Dataset entries
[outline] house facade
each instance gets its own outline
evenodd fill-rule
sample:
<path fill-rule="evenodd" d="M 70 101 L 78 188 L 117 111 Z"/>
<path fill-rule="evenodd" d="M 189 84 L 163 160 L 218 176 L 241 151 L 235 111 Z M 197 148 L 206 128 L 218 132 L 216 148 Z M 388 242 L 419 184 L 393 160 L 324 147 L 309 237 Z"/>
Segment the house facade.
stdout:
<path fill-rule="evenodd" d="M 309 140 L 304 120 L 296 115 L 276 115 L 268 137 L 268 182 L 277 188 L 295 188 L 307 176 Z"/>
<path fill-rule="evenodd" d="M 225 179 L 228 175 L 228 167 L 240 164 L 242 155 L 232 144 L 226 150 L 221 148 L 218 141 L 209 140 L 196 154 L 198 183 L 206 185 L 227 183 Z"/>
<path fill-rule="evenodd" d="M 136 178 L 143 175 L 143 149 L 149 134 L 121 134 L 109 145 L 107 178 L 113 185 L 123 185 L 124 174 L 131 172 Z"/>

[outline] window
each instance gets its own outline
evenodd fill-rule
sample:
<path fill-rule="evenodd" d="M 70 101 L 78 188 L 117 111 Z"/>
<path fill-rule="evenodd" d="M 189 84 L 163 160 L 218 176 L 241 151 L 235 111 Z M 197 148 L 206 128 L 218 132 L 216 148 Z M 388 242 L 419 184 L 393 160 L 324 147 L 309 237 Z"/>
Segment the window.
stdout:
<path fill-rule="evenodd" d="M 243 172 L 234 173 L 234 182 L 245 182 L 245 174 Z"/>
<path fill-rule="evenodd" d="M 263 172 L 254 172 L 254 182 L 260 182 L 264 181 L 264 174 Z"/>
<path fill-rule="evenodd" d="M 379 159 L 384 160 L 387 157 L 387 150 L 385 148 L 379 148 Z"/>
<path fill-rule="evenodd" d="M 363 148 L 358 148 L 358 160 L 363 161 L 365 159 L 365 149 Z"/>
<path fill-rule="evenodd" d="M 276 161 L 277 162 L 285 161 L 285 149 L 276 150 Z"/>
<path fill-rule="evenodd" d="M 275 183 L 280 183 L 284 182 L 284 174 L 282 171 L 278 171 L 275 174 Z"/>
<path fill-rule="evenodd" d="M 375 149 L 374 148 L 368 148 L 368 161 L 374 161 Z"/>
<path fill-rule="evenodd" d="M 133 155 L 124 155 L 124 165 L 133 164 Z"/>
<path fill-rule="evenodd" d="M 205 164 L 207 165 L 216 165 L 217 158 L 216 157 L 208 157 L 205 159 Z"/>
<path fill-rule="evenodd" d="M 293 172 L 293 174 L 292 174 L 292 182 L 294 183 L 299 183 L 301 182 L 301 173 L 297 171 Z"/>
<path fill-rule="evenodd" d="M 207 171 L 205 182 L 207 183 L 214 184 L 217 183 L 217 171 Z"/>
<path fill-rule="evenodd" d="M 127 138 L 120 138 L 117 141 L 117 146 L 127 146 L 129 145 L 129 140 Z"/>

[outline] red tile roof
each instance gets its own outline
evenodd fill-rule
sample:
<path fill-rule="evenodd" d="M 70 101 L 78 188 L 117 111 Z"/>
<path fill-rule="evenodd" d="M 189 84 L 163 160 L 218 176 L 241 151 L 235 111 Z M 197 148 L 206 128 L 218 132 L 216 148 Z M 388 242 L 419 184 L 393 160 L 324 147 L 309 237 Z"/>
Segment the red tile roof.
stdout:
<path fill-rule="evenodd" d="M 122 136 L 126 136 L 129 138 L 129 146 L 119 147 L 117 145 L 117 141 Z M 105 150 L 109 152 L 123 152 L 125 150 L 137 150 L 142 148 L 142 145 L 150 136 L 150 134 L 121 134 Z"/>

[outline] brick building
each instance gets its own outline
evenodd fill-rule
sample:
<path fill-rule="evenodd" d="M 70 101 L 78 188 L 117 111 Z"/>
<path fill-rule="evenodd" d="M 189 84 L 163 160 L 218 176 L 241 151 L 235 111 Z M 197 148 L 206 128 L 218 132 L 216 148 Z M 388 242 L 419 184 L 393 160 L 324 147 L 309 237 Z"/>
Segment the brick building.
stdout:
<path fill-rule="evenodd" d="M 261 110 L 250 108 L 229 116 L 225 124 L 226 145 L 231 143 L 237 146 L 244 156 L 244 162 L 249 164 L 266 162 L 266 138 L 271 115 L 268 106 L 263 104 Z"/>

CHALLENGE ::
Present every line of the records above as a JSON list of strings, with one string per line and the blank lines left out.

TASK RESULT ::
[
  "[outline] house facade",
  "each instance gets its own outline",
  "evenodd fill-rule",
  "sample:",
  "<path fill-rule=\"evenodd\" d=\"M 70 101 L 78 188 L 117 111 Z\"/>",
  "<path fill-rule=\"evenodd\" d=\"M 189 84 L 163 160 L 218 176 L 241 151 L 235 111 Z M 197 148 L 206 128 L 218 132 L 216 148 Z M 388 242 L 419 184 L 393 160 L 324 147 L 309 237 Z\"/>",
  "Segment the house facade.",
  "stdout:",
  "<path fill-rule=\"evenodd\" d=\"M 309 140 L 304 120 L 296 115 L 276 115 L 268 137 L 268 182 L 277 188 L 295 188 L 307 176 Z\"/>",
  "<path fill-rule=\"evenodd\" d=\"M 225 179 L 228 175 L 228 167 L 240 164 L 242 155 L 232 144 L 226 150 L 221 148 L 218 141 L 209 140 L 196 154 L 198 183 L 206 185 L 227 183 Z\"/>",
  "<path fill-rule=\"evenodd\" d=\"M 136 178 L 143 175 L 143 149 L 149 134 L 121 134 L 109 145 L 107 178 L 113 185 L 123 185 L 124 174 L 131 172 Z\"/>",
  "[outline] window",
  "each instance gets its own outline",
  "evenodd fill-rule",
  "sample:",
  "<path fill-rule=\"evenodd\" d=\"M 70 101 L 78 188 L 117 111 Z\"/>",
  "<path fill-rule=\"evenodd\" d=\"M 189 84 L 163 160 L 218 176 L 241 151 L 235 111 Z M 197 148 L 206 128 L 218 132 L 216 148 Z M 388 242 L 419 184 L 393 160 L 324 147 L 309 237 Z\"/>",
  "Segment the window.",
  "stdout:",
  "<path fill-rule=\"evenodd\" d=\"M 243 172 L 234 173 L 234 182 L 245 182 L 245 174 Z\"/>",
  "<path fill-rule=\"evenodd\" d=\"M 263 172 L 254 172 L 254 182 L 260 182 L 264 181 L 264 174 Z\"/>",
  "<path fill-rule=\"evenodd\" d=\"M 379 159 L 384 160 L 387 157 L 387 150 L 385 148 L 379 148 Z\"/>",
  "<path fill-rule=\"evenodd\" d=\"M 363 148 L 358 148 L 358 160 L 363 161 L 365 159 L 365 149 Z\"/>",
  "<path fill-rule=\"evenodd\" d=\"M 276 161 L 277 162 L 285 161 L 285 149 L 276 150 Z\"/>",
  "<path fill-rule=\"evenodd\" d=\"M 275 183 L 280 183 L 284 182 L 284 174 L 282 171 L 278 171 L 275 174 Z\"/>",
  "<path fill-rule=\"evenodd\" d=\"M 375 149 L 374 148 L 368 148 L 368 161 L 374 161 Z\"/>",
  "<path fill-rule=\"evenodd\" d=\"M 133 155 L 124 155 L 124 165 L 133 164 Z\"/>",
  "<path fill-rule=\"evenodd\" d=\"M 205 164 L 207 165 L 216 165 L 217 158 L 216 157 L 208 157 L 205 159 Z\"/>",
  "<path fill-rule=\"evenodd\" d=\"M 293 172 L 293 174 L 292 174 L 292 182 L 294 183 L 299 183 L 301 182 L 301 173 L 297 171 Z\"/>",
  "<path fill-rule=\"evenodd\" d=\"M 207 171 L 205 182 L 207 183 L 214 184 L 217 183 L 217 171 Z\"/>",
  "<path fill-rule=\"evenodd\" d=\"M 127 138 L 120 138 L 117 141 L 117 146 L 127 146 L 129 145 L 129 140 Z\"/>",
  "[outline] red tile roof",
  "each instance gets its own outline",
  "evenodd fill-rule",
  "sample:",
  "<path fill-rule=\"evenodd\" d=\"M 70 101 L 78 188 L 117 111 Z\"/>",
  "<path fill-rule=\"evenodd\" d=\"M 189 84 L 163 160 L 218 176 L 241 151 L 235 111 Z M 197 148 L 206 128 L 218 132 L 216 148 Z M 388 242 L 419 184 L 393 160 L 324 147 L 309 237 Z\"/>",
  "Segment the red tile roof.",
  "stdout:",
  "<path fill-rule=\"evenodd\" d=\"M 122 136 L 126 136 L 129 138 L 129 146 L 119 147 L 117 145 L 117 141 Z M 105 150 L 109 152 L 123 152 L 125 150 L 137 150 L 142 148 L 142 145 L 150 136 L 150 134 L 121 134 Z\"/>",
  "[outline] brick building",
  "each instance gets its own outline",
  "evenodd fill-rule",
  "sample:",
  "<path fill-rule=\"evenodd\" d=\"M 70 101 L 78 188 L 117 111 Z\"/>",
  "<path fill-rule=\"evenodd\" d=\"M 189 84 L 163 160 L 218 176 L 241 151 L 235 111 Z M 197 148 L 206 128 L 218 132 L 216 148 Z M 388 242 L 419 184 L 393 160 L 324 147 L 309 237 Z\"/>",
  "Segment the brick building.",
  "stdout:",
  "<path fill-rule=\"evenodd\" d=\"M 261 110 L 250 108 L 229 116 L 225 124 L 226 145 L 231 143 L 237 146 L 244 156 L 244 162 L 249 164 L 266 162 L 266 138 L 271 115 L 268 106 L 263 104 Z\"/>"
]